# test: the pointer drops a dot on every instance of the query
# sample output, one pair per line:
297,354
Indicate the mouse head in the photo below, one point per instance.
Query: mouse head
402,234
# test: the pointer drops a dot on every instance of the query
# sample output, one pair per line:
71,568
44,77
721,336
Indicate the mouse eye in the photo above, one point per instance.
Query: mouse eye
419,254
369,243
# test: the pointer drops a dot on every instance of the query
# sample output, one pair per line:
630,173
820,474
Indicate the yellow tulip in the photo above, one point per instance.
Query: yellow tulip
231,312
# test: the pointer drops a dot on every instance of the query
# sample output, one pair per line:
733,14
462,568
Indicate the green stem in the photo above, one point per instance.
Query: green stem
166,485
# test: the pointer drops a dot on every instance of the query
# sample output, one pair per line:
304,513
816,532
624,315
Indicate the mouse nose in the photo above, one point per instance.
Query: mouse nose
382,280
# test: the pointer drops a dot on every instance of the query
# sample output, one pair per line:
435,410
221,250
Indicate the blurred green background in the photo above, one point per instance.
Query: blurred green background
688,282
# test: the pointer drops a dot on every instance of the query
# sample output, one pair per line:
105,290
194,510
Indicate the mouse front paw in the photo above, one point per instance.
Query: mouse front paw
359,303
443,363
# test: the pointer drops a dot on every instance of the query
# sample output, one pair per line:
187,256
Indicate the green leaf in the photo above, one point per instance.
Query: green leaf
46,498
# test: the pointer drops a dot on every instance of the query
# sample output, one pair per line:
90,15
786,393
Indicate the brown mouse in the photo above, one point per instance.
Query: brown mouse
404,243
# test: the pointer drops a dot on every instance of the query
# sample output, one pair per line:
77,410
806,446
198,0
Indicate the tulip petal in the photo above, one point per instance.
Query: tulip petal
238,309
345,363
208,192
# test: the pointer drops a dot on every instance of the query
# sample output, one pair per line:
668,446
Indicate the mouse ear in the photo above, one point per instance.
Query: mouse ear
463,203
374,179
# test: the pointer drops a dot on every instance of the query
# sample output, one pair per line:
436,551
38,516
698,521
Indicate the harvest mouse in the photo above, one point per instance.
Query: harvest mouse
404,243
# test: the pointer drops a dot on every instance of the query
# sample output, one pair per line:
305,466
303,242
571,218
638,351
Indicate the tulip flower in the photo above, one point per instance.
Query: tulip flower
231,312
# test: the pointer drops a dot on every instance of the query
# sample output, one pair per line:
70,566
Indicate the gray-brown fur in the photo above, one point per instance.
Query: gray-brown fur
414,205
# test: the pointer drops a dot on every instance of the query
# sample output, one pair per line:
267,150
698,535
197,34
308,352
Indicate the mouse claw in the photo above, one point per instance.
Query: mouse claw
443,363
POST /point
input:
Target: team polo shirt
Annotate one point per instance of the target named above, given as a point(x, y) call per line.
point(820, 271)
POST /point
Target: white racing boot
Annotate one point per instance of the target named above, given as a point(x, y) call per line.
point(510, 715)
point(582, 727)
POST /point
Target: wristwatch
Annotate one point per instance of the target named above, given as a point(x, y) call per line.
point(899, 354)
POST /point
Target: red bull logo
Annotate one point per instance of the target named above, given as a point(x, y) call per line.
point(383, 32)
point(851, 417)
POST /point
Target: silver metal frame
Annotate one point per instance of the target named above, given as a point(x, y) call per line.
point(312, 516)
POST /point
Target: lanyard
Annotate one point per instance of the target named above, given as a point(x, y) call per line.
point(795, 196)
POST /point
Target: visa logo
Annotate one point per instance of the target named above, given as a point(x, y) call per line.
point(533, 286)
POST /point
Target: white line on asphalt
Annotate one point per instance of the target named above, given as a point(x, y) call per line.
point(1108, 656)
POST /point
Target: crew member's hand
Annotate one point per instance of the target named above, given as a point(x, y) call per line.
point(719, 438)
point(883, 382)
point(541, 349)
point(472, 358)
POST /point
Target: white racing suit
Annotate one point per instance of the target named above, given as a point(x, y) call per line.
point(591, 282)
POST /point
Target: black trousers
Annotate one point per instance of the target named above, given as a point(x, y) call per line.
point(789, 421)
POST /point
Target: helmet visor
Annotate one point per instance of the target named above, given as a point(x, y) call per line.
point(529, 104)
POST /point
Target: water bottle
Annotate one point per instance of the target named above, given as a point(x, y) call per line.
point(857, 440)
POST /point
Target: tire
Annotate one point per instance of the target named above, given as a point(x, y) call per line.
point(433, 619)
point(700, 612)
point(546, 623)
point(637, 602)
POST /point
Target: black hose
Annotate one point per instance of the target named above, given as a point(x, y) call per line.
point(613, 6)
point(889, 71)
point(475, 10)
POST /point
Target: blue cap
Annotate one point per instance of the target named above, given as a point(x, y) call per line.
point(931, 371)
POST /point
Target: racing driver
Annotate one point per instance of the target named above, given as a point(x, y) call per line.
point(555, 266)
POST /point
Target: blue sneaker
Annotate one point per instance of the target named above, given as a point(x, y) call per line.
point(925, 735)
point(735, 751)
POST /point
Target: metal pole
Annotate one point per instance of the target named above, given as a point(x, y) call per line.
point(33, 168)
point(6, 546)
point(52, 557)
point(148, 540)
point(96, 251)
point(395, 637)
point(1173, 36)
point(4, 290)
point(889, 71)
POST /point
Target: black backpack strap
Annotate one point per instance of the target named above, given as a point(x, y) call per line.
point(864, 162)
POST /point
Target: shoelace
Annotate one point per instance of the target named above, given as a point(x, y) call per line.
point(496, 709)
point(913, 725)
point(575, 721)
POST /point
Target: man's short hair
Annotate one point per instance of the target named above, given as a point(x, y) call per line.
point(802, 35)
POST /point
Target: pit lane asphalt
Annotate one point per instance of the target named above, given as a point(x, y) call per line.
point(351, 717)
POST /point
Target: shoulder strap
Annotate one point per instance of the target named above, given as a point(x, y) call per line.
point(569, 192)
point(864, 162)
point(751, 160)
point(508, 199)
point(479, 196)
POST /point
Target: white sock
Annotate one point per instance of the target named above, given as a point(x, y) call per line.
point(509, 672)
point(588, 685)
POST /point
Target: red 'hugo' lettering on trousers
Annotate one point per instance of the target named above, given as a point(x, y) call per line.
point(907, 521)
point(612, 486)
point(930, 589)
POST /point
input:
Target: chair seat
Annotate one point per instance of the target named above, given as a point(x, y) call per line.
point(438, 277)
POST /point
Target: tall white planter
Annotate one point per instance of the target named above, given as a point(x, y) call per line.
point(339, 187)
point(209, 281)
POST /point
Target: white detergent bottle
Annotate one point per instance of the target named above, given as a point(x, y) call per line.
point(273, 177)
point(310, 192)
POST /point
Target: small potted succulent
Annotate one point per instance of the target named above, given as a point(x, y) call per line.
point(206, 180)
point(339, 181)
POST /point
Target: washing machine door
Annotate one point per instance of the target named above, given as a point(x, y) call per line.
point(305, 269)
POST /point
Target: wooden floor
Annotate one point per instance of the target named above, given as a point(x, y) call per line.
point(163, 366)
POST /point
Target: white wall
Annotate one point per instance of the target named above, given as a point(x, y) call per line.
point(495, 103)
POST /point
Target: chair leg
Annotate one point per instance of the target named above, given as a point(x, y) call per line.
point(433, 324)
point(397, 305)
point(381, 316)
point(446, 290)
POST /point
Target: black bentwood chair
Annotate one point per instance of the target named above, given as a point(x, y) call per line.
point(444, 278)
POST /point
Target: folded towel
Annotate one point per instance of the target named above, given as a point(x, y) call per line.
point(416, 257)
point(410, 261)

--------

Please quote the records above exactly, without skipping a line.

# test: the pointer drops a dot on every instance of the query
# sample output, one pair per line:
297,354
Indicate the mouse head in the photo below, one point per instance.
Query: mouse head
402,234
# test: the pointer drops a dot on every instance of the query
# sample output, one pair per line:
71,568
44,77
721,336
Indicate the mouse eye in the photo above, one point per instance.
Query: mouse eye
419,254
369,243
# test: the pointer drops a dot on every instance of the query
# sample output, one pair per line:
630,173
820,474
Indicate the yellow tulip in the photo above, one point per instance.
Query: yellow tulip
231,312
# test: the pointer drops a dot on every instance of the query
# sample output, one pair per line:
733,14
462,568
Indicate the green stem in the photo above, one point per instance.
Query: green stem
166,485
# test: the pointer drops a dot on every instance of the query
# sample output, one pair per line:
304,513
816,532
624,315
Indicate the mouse nose in the photo above, one point per instance.
Query: mouse nose
382,280
# test: the pointer drops a dot on every instance of the query
# sample output, one pair per line:
435,410
221,250
Indicate the blurred green background in the photo above, one point per instance.
Query: blurred green background
688,282
# test: the pointer drops a dot on every instance of the query
# sample output, one pair per line:
105,290
194,510
Indicate the mouse front paw in the photo above, one point per instance.
Query: mouse front paw
359,303
443,363
# test: the pointer drops a dot on every instance of the query
# sample output, one pair per line:
187,256
Indicate the green leaf in the photo above, one point per instance.
Query: green leaf
46,498
# test: the pointer drops a dot on every instance of the query
# sample output, one pair per line:
90,15
786,393
Indicate the brown mouse in the photo above, one point per instance.
Query: brown mouse
404,243
# test: the pointer drops a dot on every instance of the query
# sample output, one pair per line:
77,410
806,446
198,0
Indicate the tulip petal in the photo above, one point per instance.
Query: tulip petal
238,309
345,363
208,192
# test: the pointer drops a dot on every instance of the query
# sample output, one pair per line:
668,446
Indicate the mouse ear in the photo above, one point per instance.
Query: mouse ear
463,203
374,179
# test: the pointer drops a dot on every instance of the query
# sample output, one pair per line:
436,551
38,516
698,521
Indicate the harvest mouse in the photo above, one point per instance.
Query: harvest mouse
404,243
# test: the pointer drops a dot on every instance of the query
# sample output, one pair per line:
305,466
303,242
571,218
638,351
Indicate the tulip flower in the photo above, one point per instance.
Query: tulip flower
231,312
# test: the pointer drops a dot on every instance of the query
# sample output, one pair per line:
70,566
Indicate the gray-brown fur in the photo above, one point per instance.
Query: gray-brown fur
414,205
# test: the pointer drops a dot on every instance of the query
# sample output, one pair per line:
267,150
698,535
197,34
308,352
Indicate the mouse claw in the photo above, one point per instance.
Query: mouse claw
443,363
POST /point
input:
Target: team polo shirt
Annotate one point per instance of the target named above, given as a point(x, y) call per line.
point(820, 271)
POST /point
Target: white racing boot
Annotate one point per instance of the target named above, given as a point(x, y) call per line.
point(510, 715)
point(582, 727)
POST /point
Target: wristwatch
Annotate one point per instance of the target named above, given as a point(x, y) call per line.
point(899, 354)
POST /point
Target: red bull logo
Annotate one point per instance of the target named above, given as a point(x, y) call per line.
point(383, 32)
point(851, 417)
POST /point
Target: silver metal frame
Annotate one point per instance of the target named above, given as a point(x, y) call per line.
point(312, 516)
POST /point
Target: lanyard
Annotate one point per instance of the target named above, given as a point(x, y) call per line.
point(795, 196)
POST /point
Target: visa logo
Annotate one point per instance of the target named above, given as a point(x, y) call per line.
point(533, 286)
POST /point
Target: white line on asphalt
Annotate one point per instance of the target named above, given as a point(x, y) call per line.
point(1108, 656)
POST /point
Target: crew member's hand
Annotate one point per instance of the target named above, given as a point(x, y) call per line.
point(719, 438)
point(883, 382)
point(541, 349)
point(472, 358)
POST /point
Target: white racing suit
Annotate one point per instance of the target named above, given as a point(x, y) call per line.
point(591, 282)
POST /point
Target: black trousers
Annotate one point per instance of the target named above, given as a point(x, y) call per line.
point(789, 421)
POST /point
Target: helmet visor
Annotate one point per instance of the target named above, given as a point(x, y) call per line.
point(529, 104)
POST /point
Target: water bottle
Annotate one point per instance of the target named above, given as a point(x, y) call per line.
point(857, 440)
POST /point
Target: tire
Annotate one point per instance of the target named above, given as a point(x, y) call per line.
point(433, 619)
point(700, 612)
point(546, 623)
point(637, 602)
POST /point
Target: black hose
Annotate one point per instance of the target named above, given as a point(x, y) call per line.
point(613, 6)
point(889, 71)
point(475, 10)
POST /point
Target: blue cap
Annotate one point per instance of the target named above, given as a point(x, y) call per line.
point(931, 371)
POST /point
Target: racing driver
Annotate one point per instance of the target named above, given as a point(x, y) call per line.
point(555, 266)
POST /point
Target: blue sneaker
Annotate one point per instance of the target named above, given as a point(x, y) call per line.
point(925, 735)
point(735, 751)
POST /point
Target: metal pole
Annotate one point per instance of the target named above, given as a point(x, y) call per line.
point(33, 168)
point(6, 546)
point(52, 557)
point(148, 540)
point(96, 251)
point(395, 637)
point(1173, 36)
point(4, 290)
point(889, 71)
POST /point
Target: black backpack strap
Annotate one point per instance of the target named above, given as a point(x, y) call per line.
point(864, 162)
POST /point
Target: shoelace
Annotate one point per instance of the target named above, given as a point(x, y) call per line.
point(496, 709)
point(913, 725)
point(575, 721)
POST /point
Target: man's short hair
Annotate one point per instance of the target named above, given as a point(x, y) call per line.
point(802, 35)
POST /point
Target: pit lane asphalt
Annotate one point per instance of the target named above, given as a point(x, y) call per line.
point(351, 717)
POST /point
Target: shoulder strap
Annotate one point per instance of the target named above, given as a point(x, y) call per line.
point(569, 192)
point(864, 162)
point(751, 160)
point(508, 199)
point(479, 196)
POST /point
Target: white sock
Annotate one point per instance of the target named above, given as a point(x, y) call per line.
point(509, 672)
point(588, 685)
POST /point
Target: red 'hugo' lettering on trousers
Annotate one point per instance of the target named above, given as a point(x, y) call per line.
point(907, 521)
point(612, 486)
point(930, 589)
POST /point
input:
Target: chair seat
Annotate one point per instance of the target named above, given as a point(x, y) call per line.
point(438, 277)
POST /point
Target: tall white planter
Annotate one point per instance of the target named above, given as a point(x, y) call per line.
point(339, 187)
point(209, 281)
POST /point
Target: white detergent bottle
Annotate one point per instance of the target named above, given as a point(x, y) call per line.
point(273, 177)
point(310, 192)
POST /point
Target: small potted succulent
Annotate one point per instance of the target named above, given as a point(x, y) call per line.
point(206, 180)
point(339, 181)
POST /point
Target: washing machine door
Annotate one point per instance of the target named above, given as a point(x, y) call per line.
point(305, 269)
POST /point
Target: wooden floor
Annotate one point per instance of the target named above, given as a point(x, y) call per line.
point(163, 366)
POST /point
Target: white wall
Annotate one point per instance of the target named above, given as a point(x, y) call per line.
point(495, 103)
POST /point
Target: chair leg
Annotate one point per instance of the target named above, given as a point(x, y) call per line.
point(433, 324)
point(397, 305)
point(381, 316)
point(446, 290)
POST /point
Target: black bentwood chair
Annotate one point per instance of the target named above, given as a point(x, y) call per line.
point(444, 278)
POST /point
Target: folded towel
Annotate one point per instance of the target named above, given as a point(x, y) call per line.
point(416, 257)
point(410, 261)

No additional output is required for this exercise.